When you print the material, keep every line identical to the original.

····················

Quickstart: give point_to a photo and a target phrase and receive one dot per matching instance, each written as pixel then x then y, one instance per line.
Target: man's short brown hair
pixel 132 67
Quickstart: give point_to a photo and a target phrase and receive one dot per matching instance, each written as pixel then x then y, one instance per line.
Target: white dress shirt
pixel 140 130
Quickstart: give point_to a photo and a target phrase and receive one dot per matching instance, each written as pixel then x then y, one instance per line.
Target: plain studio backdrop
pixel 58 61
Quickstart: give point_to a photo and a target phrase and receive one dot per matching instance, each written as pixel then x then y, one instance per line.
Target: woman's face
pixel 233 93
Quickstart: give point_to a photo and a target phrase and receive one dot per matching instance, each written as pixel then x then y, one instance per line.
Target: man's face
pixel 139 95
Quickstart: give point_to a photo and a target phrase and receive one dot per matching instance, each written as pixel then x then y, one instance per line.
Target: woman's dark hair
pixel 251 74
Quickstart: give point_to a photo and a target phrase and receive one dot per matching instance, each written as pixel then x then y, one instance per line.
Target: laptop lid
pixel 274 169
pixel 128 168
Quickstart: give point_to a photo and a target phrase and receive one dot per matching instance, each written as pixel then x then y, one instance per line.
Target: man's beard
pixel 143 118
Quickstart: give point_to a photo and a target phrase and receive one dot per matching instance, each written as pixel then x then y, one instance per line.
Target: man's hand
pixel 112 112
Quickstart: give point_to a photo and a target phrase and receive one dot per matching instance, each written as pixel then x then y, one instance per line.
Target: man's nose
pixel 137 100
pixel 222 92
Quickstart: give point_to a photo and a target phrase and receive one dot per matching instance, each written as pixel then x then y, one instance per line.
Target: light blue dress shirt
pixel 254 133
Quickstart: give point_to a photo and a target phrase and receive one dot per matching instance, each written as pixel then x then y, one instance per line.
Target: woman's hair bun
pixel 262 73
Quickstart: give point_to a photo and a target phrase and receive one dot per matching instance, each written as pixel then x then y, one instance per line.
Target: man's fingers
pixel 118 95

····················

Solution to the exercise:
Quickstart: give point_to a photo and a target phrase and receive one dot per matching instance, each written as pixel then x then y, one instance per line.
Target: man's short brown hair
pixel 132 67
Quickstart: give point_to a photo and a target phrase and receive one dot per matching instance, each written as pixel then x then y, one instance per line.
Target: white dress shirt
pixel 140 130
Quickstart: give point_to a photo and a target phrase and receive one dot per matching instance, each written as pixel then x then y, one instance per line.
Target: plain studio backdrop
pixel 58 61
Quickstart: give point_to a photo and a target phrase and receive one dot per matching instance, each written as pixel then x then y, one instance per line.
Target: woman's face
pixel 233 93
Quickstart: give point_to a photo and a target phrase and receive one dot per matching instance, each written as pixel then x then y, one instance per line.
Target: man's face
pixel 139 95
Quickstart: give point_to a photo and a target phrase and receive one dot per matching instance, each written as pixel then x then y, one instance per line.
Target: woman's dark hair
pixel 251 74
Quickstart: give point_to a photo and a target phrase and receive one dot per matching instance, each written as pixel then x then y, one instance per line.
Target: laptop lid
pixel 274 169
pixel 128 168
Quickstart: give point_to a photo and a target phrase and receive one dot per matching instance, each written as pixel then x then y, one instance per line.
Target: man's beard
pixel 143 118
Quickstart: give point_to a photo and a target phrase and receive one dot per matching instance, each written as pixel then x then y, one instance per line.
Target: man's hand
pixel 112 112
Quickstart: give point_to a photo and a target phrase and receive one dot per matching instance, each written as pixel then x then y, one instance per line.
Target: man's nose
pixel 137 100
pixel 222 92
Quickstart: give point_to a photo and a target phrase and receive one dot per matching instance, each written as pixel then x then y, one instance per line.
Target: light blue dress shirt
pixel 254 133
Quickstart: give point_to a photo and a target phrase and receive one dot per matching instance, each written as pixel then x then y, one instance per line.
Target: woman's hair bun
pixel 262 73
Quickstart: give point_to a photo and a target phrase and receive one dot per matching instance, each written as pixel then x then y, one instance per line.
Target: man's fingers
pixel 118 95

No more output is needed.